The Opinion video above is the final episode in a series of three videos that take a stand against the death penalty in the United States. It features Charles Don Flores, who has been on death row in Texas since 1999, awaiting execution for a murder he insists he didn’t commit. That is where we met and filmed him.

The videos are in keeping with the editorial board’s longstanding position that the death penalty is full of bias and error, morally abhorrent, futile in deterring crime and should be abolished.

The series lands at a hopeful but still challenging time in the movement to get rid of capital punishment in the United States.

The death penalty has gradually been falling out of favor with officials and the broader public alike over the past three decades, in part owing to what the Death Penalty Information Center called “society’s greater understanding about the fallibility of our legal system and its inability to protect innocent people from execution.”

_Provided data_
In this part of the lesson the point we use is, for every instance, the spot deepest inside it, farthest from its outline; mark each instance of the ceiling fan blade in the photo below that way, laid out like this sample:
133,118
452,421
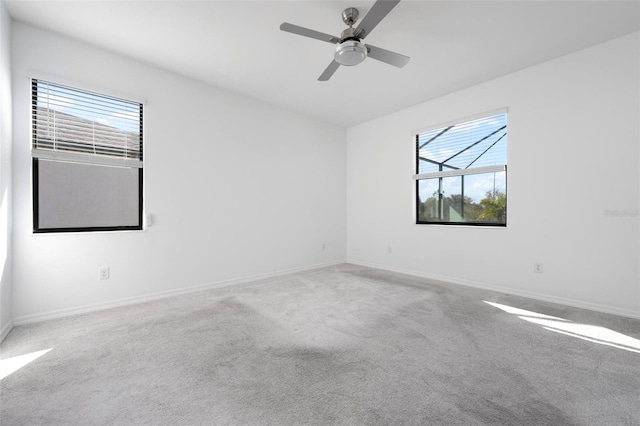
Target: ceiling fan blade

_Problems to solve_
[1] List each claim that the editorial board's longstanding position, as described in the death penalty commentary, makes about the death penalty.
[2] Answer these questions from the death penalty commentary.
(a) Since what year has Charles Don Flores been on death row in Texas?
(b) Where does the Opinion video fall in its series, and how many videos does the series contain?
(c) Over what span of time has the death penalty been falling out of favor?
[3] Pick up the death penalty commentary after its last sentence and continue it.
The data was taken from a separate source.

_Results for the exercise_
[1]
- It is full of bias and error.
- It is morally abhorrent.
- It is futile in deterring crime.
- It should be abolished.

[2]
(a) 1999.
(b) It is the final episode in a series of three videos.
(c) The past three decades.

[3]
The number of states that have rejected capital punishment has increased steadily since the late 1990s. Twenty-nine states have now either abolished the death penalty or have paused executions by executive action, up from 12 states in 1999.

Last year, for the first time, a Gallup poll found that more Americans believe the death penalty is administered unfairly than fairly (50 percent versus 47 percent). And the percentage of people who support the death penalty has fallen steadily since the mid-1990s, according to Gallup, dropping to 53 percent this year, a five-decade low.